Dataset items

──────────

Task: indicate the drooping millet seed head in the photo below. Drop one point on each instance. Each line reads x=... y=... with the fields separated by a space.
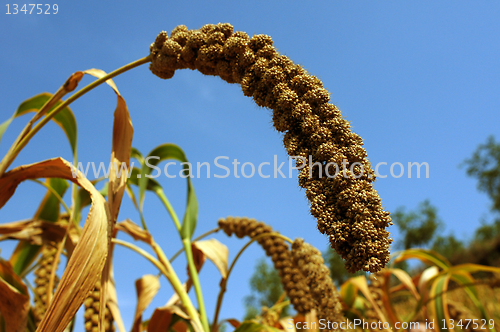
x=276 y=248
x=346 y=206
x=42 y=280
x=312 y=266
x=91 y=315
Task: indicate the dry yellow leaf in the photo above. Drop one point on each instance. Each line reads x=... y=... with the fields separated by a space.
x=89 y=256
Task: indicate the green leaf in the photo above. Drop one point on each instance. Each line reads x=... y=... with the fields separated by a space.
x=48 y=210
x=165 y=152
x=465 y=278
x=424 y=255
x=4 y=126
x=439 y=307
x=64 y=119
x=152 y=184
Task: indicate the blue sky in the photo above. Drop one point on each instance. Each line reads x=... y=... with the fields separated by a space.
x=419 y=82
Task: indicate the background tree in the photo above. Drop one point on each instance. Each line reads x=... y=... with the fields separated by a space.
x=417 y=228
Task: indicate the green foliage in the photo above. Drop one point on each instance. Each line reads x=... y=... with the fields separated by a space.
x=484 y=165
x=448 y=246
x=266 y=290
x=417 y=227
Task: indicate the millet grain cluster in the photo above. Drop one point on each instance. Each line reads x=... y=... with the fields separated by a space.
x=347 y=208
x=42 y=279
x=276 y=248
x=317 y=275
x=91 y=314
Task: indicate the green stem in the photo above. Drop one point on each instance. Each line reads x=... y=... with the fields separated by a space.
x=223 y=282
x=164 y=266
x=169 y=208
x=9 y=158
x=196 y=283
x=215 y=230
x=180 y=289
x=189 y=255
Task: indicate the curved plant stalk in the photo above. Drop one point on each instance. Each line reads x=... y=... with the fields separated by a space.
x=202 y=236
x=223 y=281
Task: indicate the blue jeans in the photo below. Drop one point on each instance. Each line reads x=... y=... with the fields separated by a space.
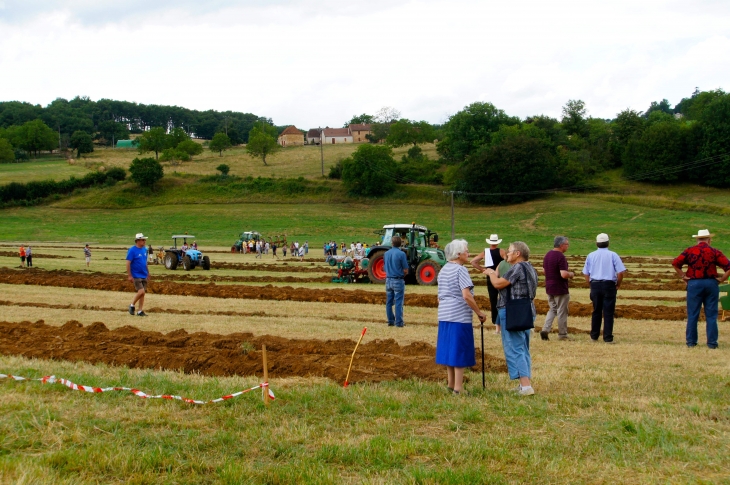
x=516 y=347
x=395 y=289
x=702 y=292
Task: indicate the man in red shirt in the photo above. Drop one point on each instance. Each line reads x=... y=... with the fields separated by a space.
x=702 y=284
x=556 y=286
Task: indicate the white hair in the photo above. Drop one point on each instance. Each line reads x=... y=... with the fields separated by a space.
x=454 y=248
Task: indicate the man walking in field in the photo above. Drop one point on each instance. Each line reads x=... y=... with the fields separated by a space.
x=604 y=271
x=138 y=273
x=396 y=269
x=702 y=285
x=556 y=286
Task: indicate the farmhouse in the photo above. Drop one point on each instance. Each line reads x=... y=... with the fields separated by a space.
x=337 y=135
x=291 y=136
x=359 y=132
x=313 y=136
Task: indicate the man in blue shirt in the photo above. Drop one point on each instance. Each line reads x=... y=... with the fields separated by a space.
x=137 y=272
x=396 y=269
x=604 y=271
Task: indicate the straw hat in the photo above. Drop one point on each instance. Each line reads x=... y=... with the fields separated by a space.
x=703 y=233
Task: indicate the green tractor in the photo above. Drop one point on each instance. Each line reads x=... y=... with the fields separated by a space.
x=424 y=260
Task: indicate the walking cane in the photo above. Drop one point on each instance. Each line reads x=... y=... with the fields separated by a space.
x=484 y=381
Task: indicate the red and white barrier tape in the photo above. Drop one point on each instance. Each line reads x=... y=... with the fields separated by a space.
x=264 y=386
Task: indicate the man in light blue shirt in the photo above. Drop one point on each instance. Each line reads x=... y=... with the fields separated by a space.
x=604 y=271
x=396 y=269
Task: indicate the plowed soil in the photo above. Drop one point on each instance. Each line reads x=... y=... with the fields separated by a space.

──────────

(What the task requires) Please reproduce all of the items above word for word, leaving out the pictures.

(Final result)
Task: indicate the drooping millet seed head in the photo below. Drop one point on each instance. Each line reads x=... y=... with the fields separated by a space.
x=276 y=248
x=346 y=206
x=42 y=280
x=312 y=266
x=91 y=315
Task: indicate the dry yellow leaf in the photo above. Drop one point on each instance. Each line reads x=... y=... with the fields separated by a space.
x=89 y=256
Task: indicate the green leaf in the photo above. Drop one point on each instance. Each line reads x=... y=... with the fields separated by a space.
x=48 y=210
x=165 y=152
x=465 y=278
x=424 y=255
x=4 y=126
x=439 y=307
x=64 y=119
x=152 y=184
Task: indicate the blue sky in the photo above. Drop one point on each instance. Each line reads x=... y=... with the fields separated by a space.
x=419 y=82
Task: indicate the background tree in the photo above. Drop one point on each instance. Each line reads x=... y=... with the fields separated by a space.
x=417 y=228
Task: indicate the green foliage in the photo above. Drop one point on each instance. Each line reads x=... y=... with the fields separated by a space.
x=484 y=165
x=448 y=246
x=266 y=290
x=417 y=227
Task: indicate the millet grain cluster in the photo above. Drop one point on each instance. Each line reads x=... y=... with the fields separated by a space.
x=347 y=208
x=42 y=279
x=276 y=248
x=317 y=275
x=91 y=314
Task: indicate the green stem in the photo above. Drop one point on each instance. Each line reads x=... y=... with the fields separated by a space.
x=223 y=282
x=164 y=266
x=169 y=208
x=9 y=158
x=196 y=283
x=215 y=230
x=180 y=289
x=189 y=255
Task: indicate the curved plant stalk in the photo above. Drop one point on each instance. Each line reads x=... y=... with the fields separated by a space.
x=202 y=236
x=223 y=281
Task: indicate the blue jeans in the photo below. Drop one point on each instance. Each line reads x=... y=... with the fields separated by a space.
x=516 y=347
x=395 y=289
x=702 y=292
Task: indicate the man in red shirt in the photo above. Drop one point on each instance. Each line reads x=... y=... with the fields separated by a space.
x=702 y=284
x=556 y=286
Task: indicate the white hair in the photo above. Drop one point on each instance. Each line reads x=... y=... with the fields separated by a space.
x=454 y=248
Task: indicate the man walking in field in the photo above. Drop one point on each instance. Each line reads x=... y=... with the fields separated by a space.
x=604 y=271
x=138 y=273
x=396 y=269
x=702 y=285
x=556 y=286
Task: indicate the farmhouse in the photo above. Drop one point on each instance. Each line reads x=... y=... with the fields separated by a space.
x=337 y=135
x=291 y=136
x=359 y=132
x=313 y=136
Task: indicate the man in blue shirt in the photo above. Drop one point on each instance. Each line reads x=... y=... with the fields separated by a space.
x=137 y=272
x=396 y=269
x=604 y=271
Task: indicate the straw hat in the photo above. Drop one point on each instance. Each line reads x=... y=... with the fields separated by a space.
x=703 y=233
Task: indicate the green tractor in the photo above. Drop one point on each instance. Each line reads x=... y=... with the fields separated by a space.
x=424 y=260
Task: indicate the walking cane in the photo above. Drop one point on each instance. Each line reads x=... y=... with the fields separated by a space.
x=484 y=381
Task: indicate the red and white barrier tape in the photo above. Drop one point on each instance. Each line reads x=... y=... with the fields separated by a space.
x=264 y=386
Task: indicate the man in light blue shirt in the photo above. Drop one point on each instance. Each line reads x=... y=... with the fields separated by a space.
x=604 y=271
x=396 y=269
Task: indicate the plowed soil in the photo above. Drop one point on each instance. Each line reads x=... y=... with the fields separated by a space.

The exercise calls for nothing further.